_Required action_: Give again, exactly, every line of the entries below from the one that has "Query: sandy shallow seabed" to the last.

○ ○ ○ ○ ○ ○ ○

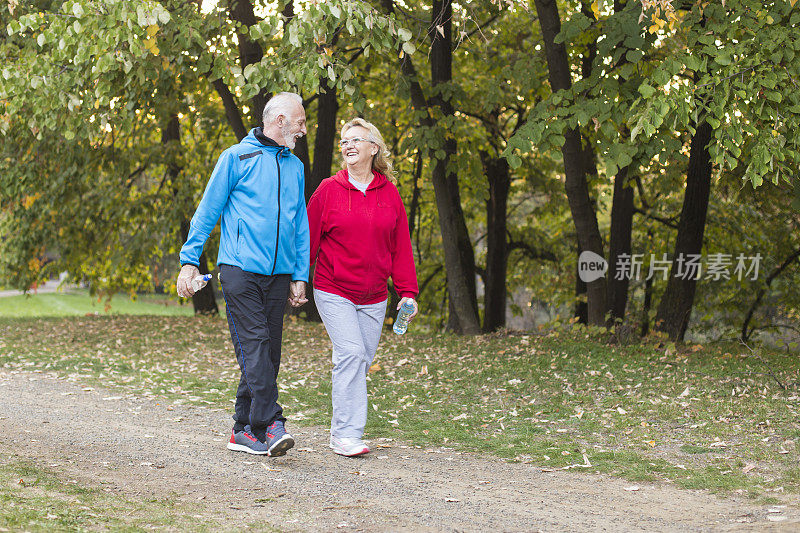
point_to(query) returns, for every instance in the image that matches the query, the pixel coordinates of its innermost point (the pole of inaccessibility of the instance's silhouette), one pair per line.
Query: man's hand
(297, 293)
(413, 302)
(184, 285)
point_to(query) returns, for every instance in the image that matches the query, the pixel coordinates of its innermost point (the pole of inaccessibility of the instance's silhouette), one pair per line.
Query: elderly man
(257, 191)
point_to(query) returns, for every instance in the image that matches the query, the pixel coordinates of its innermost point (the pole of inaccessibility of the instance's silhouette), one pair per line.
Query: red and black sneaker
(245, 441)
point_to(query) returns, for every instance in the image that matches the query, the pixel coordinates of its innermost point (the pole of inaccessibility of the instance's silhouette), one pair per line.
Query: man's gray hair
(280, 104)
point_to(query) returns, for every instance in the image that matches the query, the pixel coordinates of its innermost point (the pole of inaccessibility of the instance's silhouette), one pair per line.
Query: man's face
(293, 126)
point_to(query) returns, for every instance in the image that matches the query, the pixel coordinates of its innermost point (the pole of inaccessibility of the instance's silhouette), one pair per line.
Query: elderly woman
(359, 238)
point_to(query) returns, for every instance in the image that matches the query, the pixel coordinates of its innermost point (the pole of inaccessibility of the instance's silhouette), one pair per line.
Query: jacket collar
(263, 139)
(343, 178)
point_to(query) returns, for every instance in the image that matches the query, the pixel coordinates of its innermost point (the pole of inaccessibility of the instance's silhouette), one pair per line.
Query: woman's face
(356, 149)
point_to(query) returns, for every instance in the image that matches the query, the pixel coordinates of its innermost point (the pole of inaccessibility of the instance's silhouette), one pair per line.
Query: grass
(710, 417)
(78, 302)
(33, 498)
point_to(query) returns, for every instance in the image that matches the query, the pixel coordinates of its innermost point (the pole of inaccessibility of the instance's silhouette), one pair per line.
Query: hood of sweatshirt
(343, 178)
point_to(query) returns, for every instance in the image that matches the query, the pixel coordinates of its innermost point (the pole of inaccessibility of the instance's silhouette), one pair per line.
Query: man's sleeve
(208, 212)
(302, 244)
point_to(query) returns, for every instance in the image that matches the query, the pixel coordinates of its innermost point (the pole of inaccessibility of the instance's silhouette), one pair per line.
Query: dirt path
(139, 447)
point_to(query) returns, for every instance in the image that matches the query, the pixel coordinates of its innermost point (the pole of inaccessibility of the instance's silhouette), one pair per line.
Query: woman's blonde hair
(381, 161)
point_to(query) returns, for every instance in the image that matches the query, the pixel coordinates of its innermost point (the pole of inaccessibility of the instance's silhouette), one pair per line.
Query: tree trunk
(576, 185)
(494, 306)
(459, 255)
(249, 51)
(648, 298)
(620, 243)
(581, 308)
(204, 300)
(746, 330)
(675, 307)
(327, 111)
(231, 109)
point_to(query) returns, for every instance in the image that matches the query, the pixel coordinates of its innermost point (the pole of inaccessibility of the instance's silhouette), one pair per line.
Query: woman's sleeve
(314, 209)
(404, 273)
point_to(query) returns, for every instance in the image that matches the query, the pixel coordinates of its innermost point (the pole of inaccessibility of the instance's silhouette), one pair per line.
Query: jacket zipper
(278, 232)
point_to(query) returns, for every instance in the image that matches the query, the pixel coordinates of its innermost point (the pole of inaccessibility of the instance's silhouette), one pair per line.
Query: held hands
(413, 302)
(297, 293)
(184, 285)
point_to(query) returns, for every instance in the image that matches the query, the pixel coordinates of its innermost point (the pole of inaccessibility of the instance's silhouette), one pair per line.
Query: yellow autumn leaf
(150, 46)
(28, 201)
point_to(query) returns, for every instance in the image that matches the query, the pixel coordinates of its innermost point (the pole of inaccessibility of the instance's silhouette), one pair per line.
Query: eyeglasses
(354, 140)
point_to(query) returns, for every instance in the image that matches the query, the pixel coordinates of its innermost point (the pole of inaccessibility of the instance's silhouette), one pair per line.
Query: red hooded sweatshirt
(360, 239)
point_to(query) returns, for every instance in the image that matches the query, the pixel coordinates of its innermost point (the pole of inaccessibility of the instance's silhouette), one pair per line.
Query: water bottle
(200, 281)
(401, 323)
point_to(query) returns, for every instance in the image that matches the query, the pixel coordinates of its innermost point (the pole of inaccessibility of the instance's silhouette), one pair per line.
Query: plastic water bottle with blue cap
(200, 281)
(401, 323)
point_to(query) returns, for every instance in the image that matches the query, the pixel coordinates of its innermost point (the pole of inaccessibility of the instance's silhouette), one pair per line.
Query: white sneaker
(349, 447)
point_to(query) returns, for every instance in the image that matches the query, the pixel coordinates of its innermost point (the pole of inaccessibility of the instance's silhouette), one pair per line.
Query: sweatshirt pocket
(239, 235)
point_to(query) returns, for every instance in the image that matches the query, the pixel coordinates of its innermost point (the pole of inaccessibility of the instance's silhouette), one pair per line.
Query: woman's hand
(413, 302)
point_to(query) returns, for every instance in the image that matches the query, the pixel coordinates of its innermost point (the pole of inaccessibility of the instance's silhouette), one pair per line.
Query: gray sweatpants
(355, 331)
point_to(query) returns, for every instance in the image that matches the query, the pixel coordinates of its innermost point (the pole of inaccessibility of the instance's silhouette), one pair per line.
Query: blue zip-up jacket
(257, 189)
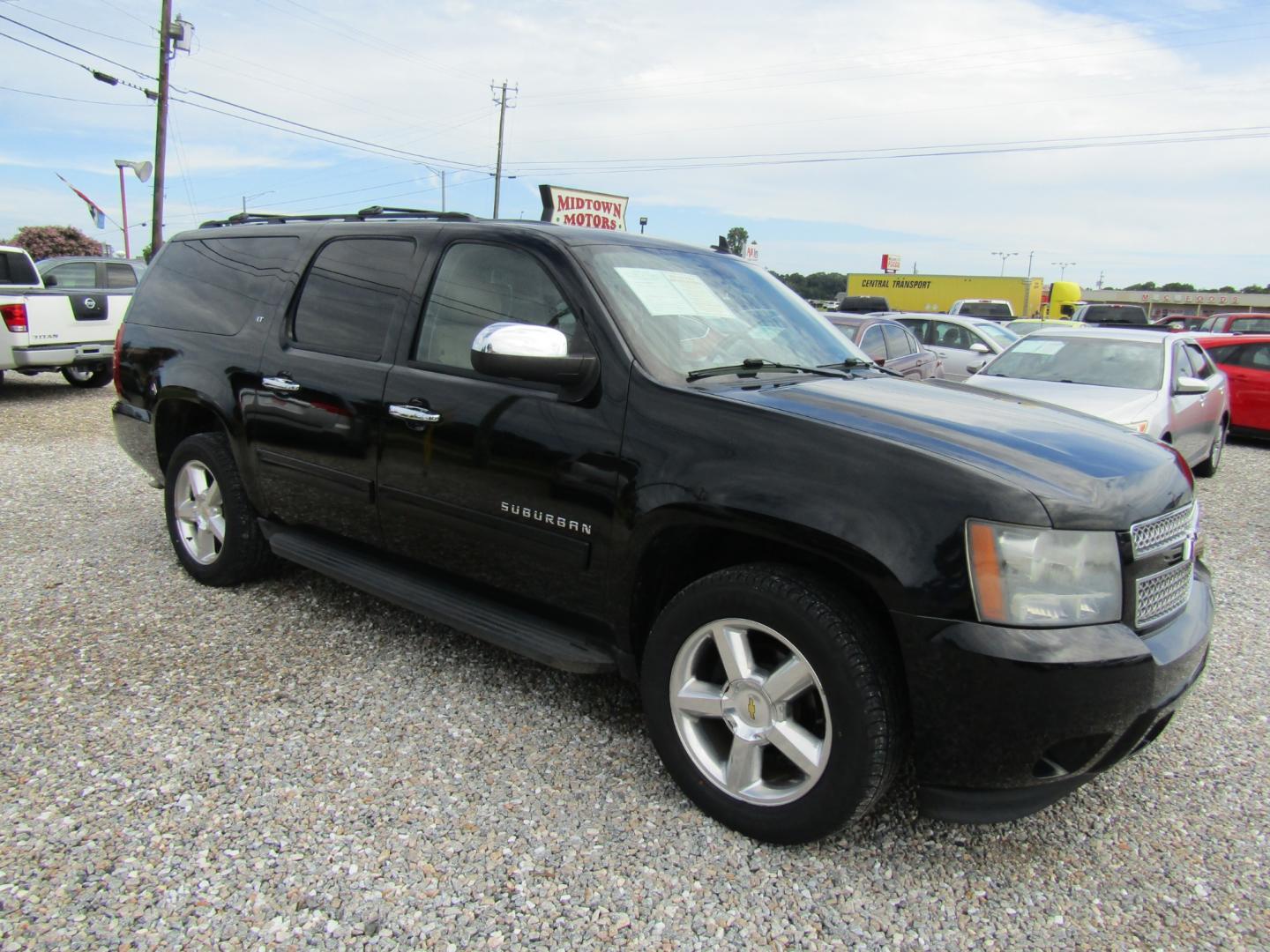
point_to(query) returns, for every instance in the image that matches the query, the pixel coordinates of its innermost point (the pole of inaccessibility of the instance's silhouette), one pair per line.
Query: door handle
(283, 385)
(413, 414)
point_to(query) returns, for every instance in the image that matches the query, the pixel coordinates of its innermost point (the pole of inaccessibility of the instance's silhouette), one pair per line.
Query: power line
(894, 149)
(946, 152)
(385, 152)
(88, 52)
(69, 100)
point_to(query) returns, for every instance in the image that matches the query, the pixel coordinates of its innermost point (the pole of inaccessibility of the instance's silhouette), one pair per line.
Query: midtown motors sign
(591, 210)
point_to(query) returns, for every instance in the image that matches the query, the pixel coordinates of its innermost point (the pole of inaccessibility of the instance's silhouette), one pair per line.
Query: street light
(1004, 256)
(442, 175)
(143, 170)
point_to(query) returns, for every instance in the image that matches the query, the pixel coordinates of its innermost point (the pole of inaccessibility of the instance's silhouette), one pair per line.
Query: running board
(461, 607)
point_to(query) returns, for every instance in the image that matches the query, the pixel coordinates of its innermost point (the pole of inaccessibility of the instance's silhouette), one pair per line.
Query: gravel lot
(294, 763)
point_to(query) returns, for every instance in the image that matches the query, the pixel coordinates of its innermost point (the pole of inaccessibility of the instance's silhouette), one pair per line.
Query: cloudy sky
(1129, 140)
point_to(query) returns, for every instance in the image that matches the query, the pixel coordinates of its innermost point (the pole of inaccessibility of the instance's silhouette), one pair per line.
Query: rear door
(505, 482)
(312, 414)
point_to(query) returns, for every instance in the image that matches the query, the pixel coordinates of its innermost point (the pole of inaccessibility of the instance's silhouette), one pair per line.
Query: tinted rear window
(984, 309)
(215, 286)
(17, 270)
(351, 294)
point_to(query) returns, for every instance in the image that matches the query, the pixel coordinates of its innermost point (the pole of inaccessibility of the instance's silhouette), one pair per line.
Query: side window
(921, 331)
(75, 274)
(1200, 367)
(482, 285)
(351, 294)
(1229, 354)
(215, 285)
(873, 344)
(900, 342)
(120, 276)
(952, 335)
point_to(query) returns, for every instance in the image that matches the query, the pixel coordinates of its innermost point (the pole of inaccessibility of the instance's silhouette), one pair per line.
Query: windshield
(1114, 314)
(684, 311)
(1097, 362)
(997, 333)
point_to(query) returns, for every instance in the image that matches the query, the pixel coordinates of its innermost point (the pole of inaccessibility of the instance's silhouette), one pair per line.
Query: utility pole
(172, 37)
(161, 127)
(502, 115)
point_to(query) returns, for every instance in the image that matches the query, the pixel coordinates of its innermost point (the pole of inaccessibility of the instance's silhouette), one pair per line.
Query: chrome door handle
(415, 414)
(283, 385)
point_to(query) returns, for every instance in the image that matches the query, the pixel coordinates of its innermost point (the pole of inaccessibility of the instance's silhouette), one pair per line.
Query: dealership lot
(294, 762)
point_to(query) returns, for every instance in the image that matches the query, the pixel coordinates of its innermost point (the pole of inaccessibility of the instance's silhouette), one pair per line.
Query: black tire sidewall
(243, 547)
(852, 776)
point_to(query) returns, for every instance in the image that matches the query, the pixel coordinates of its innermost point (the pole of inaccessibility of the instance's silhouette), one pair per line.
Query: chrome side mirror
(528, 352)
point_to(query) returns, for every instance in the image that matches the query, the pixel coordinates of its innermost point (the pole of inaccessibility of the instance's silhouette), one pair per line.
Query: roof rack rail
(369, 213)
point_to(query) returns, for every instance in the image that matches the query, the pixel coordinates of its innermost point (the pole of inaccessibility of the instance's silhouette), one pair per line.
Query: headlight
(1042, 577)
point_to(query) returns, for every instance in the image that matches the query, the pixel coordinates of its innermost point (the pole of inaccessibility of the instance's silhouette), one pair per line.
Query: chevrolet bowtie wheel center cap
(747, 710)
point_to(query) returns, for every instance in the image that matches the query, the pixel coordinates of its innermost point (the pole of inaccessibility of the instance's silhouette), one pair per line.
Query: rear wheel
(1214, 453)
(89, 375)
(210, 519)
(771, 703)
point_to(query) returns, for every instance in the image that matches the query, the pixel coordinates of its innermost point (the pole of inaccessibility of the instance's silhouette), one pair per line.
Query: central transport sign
(591, 210)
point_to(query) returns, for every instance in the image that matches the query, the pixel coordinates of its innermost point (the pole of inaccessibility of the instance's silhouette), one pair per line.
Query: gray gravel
(294, 763)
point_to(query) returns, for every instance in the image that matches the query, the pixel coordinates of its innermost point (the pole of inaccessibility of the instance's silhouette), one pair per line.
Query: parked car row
(1189, 391)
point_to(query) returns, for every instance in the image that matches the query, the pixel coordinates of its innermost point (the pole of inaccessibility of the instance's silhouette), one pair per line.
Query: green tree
(51, 240)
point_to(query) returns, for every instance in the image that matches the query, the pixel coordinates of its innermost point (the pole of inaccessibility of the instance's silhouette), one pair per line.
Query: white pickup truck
(45, 329)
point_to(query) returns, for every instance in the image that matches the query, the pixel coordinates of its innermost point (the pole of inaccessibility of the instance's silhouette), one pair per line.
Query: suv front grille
(1163, 593)
(1163, 531)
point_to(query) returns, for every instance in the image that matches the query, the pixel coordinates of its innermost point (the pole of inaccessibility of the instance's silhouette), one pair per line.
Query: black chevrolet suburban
(609, 452)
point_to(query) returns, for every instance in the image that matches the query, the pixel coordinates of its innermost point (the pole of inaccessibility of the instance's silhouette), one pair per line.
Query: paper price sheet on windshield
(675, 292)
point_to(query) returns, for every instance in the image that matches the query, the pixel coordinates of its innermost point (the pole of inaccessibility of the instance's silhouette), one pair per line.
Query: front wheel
(210, 518)
(1214, 453)
(86, 375)
(770, 698)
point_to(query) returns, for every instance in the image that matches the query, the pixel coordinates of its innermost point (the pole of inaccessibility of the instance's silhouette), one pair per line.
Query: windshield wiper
(753, 365)
(856, 363)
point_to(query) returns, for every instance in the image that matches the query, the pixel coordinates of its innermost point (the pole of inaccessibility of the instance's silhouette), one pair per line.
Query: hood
(1117, 404)
(1086, 472)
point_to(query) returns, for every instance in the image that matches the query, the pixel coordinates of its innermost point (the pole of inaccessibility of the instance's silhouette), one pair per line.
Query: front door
(312, 415)
(504, 482)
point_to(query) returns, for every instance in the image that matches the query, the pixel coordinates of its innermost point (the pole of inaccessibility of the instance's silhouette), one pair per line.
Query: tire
(211, 522)
(86, 375)
(1214, 453)
(798, 730)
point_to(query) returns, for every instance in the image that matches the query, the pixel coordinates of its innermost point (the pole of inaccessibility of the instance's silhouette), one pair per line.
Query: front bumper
(1009, 720)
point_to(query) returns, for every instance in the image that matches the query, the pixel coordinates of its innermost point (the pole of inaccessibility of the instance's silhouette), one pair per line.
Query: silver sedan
(961, 342)
(1159, 383)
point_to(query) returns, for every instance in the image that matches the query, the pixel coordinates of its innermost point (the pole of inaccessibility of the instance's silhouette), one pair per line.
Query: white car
(1162, 385)
(961, 343)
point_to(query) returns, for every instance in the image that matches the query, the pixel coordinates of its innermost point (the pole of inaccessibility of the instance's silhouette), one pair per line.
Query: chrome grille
(1162, 532)
(1163, 593)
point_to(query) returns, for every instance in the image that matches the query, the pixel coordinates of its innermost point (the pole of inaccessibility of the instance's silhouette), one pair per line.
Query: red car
(1236, 323)
(1246, 361)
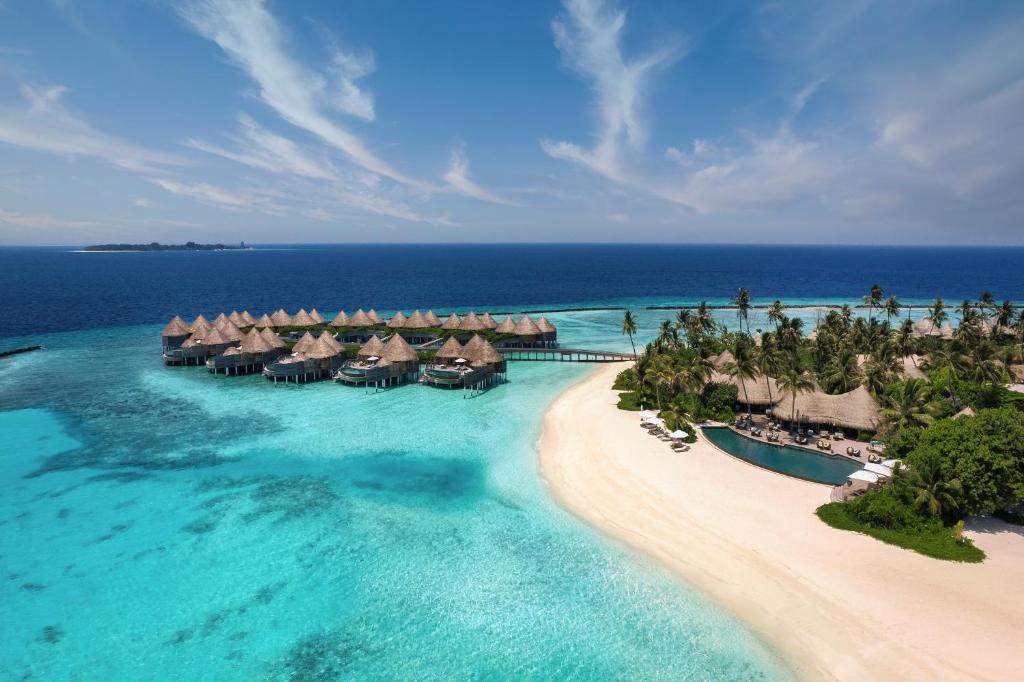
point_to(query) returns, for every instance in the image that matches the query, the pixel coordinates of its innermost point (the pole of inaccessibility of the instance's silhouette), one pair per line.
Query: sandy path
(838, 605)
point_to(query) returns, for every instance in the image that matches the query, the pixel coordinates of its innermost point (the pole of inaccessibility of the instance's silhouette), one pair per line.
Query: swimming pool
(787, 460)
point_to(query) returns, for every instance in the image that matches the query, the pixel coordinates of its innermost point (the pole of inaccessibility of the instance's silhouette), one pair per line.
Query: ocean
(167, 523)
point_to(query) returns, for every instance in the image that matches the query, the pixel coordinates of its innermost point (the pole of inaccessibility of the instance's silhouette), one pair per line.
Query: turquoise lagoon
(166, 523)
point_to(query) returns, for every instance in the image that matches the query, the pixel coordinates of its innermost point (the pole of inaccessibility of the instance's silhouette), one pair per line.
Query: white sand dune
(837, 604)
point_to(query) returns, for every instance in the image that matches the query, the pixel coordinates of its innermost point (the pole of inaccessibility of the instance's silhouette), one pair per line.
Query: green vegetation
(922, 376)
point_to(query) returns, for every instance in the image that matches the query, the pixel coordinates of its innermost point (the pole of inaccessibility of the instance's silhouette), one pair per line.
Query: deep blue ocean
(165, 523)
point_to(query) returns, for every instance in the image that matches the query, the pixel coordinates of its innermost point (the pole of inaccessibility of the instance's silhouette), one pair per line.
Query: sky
(273, 121)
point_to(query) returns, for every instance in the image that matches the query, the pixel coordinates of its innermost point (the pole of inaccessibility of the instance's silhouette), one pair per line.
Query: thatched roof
(397, 350)
(303, 318)
(761, 391)
(854, 410)
(360, 318)
(507, 326)
(305, 343)
(372, 347)
(471, 324)
(272, 338)
(451, 349)
(323, 348)
(254, 342)
(176, 327)
(281, 318)
(416, 321)
(200, 324)
(526, 327)
(723, 358)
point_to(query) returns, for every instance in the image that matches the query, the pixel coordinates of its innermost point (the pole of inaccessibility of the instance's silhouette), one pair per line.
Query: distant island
(156, 246)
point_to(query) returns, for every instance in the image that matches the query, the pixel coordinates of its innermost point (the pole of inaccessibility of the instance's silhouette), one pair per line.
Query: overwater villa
(474, 366)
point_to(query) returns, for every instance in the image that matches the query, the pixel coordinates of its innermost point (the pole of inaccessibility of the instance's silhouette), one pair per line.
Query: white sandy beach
(836, 604)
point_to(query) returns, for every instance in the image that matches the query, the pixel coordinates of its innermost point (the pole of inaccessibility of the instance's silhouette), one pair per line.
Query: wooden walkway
(565, 354)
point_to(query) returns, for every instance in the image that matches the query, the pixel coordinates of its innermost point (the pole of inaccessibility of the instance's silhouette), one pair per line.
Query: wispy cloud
(459, 179)
(251, 37)
(44, 125)
(589, 37)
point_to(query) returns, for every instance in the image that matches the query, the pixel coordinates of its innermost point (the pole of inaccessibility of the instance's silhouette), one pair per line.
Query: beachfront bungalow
(255, 350)
(380, 364)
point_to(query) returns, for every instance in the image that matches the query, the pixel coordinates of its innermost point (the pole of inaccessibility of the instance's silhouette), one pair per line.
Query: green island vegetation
(946, 412)
(156, 246)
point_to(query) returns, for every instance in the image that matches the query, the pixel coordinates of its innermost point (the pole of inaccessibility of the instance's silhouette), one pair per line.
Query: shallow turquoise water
(791, 461)
(165, 523)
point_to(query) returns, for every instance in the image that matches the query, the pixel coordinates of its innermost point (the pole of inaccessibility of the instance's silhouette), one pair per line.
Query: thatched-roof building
(303, 318)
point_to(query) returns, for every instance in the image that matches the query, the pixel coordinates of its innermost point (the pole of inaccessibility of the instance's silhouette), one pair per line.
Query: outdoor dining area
(654, 425)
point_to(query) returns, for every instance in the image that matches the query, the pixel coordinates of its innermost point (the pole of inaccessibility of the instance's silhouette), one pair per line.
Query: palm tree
(892, 308)
(794, 380)
(741, 367)
(932, 493)
(742, 303)
(873, 299)
(937, 312)
(775, 313)
(630, 328)
(908, 406)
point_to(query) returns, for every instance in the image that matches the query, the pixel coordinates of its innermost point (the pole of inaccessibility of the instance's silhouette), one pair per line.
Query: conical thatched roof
(471, 324)
(254, 342)
(451, 349)
(397, 322)
(176, 327)
(372, 347)
(281, 318)
(452, 322)
(526, 327)
(200, 324)
(272, 338)
(545, 326)
(323, 348)
(303, 318)
(397, 350)
(507, 326)
(360, 318)
(416, 321)
(304, 344)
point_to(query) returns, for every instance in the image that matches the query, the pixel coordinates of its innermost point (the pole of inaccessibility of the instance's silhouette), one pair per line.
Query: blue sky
(578, 121)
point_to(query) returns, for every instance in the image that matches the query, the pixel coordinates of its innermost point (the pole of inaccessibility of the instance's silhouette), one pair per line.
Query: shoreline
(833, 604)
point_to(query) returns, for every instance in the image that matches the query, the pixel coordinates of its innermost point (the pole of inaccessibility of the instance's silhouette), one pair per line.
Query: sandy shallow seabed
(836, 604)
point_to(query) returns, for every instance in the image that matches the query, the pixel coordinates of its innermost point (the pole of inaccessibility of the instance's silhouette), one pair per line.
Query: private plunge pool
(786, 460)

○ ○ ○ ○ ○ ○ ○

_Answer to the exercise_:
Query: sandy shallow seabed
(836, 604)
point_to(query) returns, for every instance in the image that matches the query, the pixel coordinates of its innermost point (the pole of inaccessibility of the instance's silhouette), one pair per line.
Query: private plunge pool
(786, 460)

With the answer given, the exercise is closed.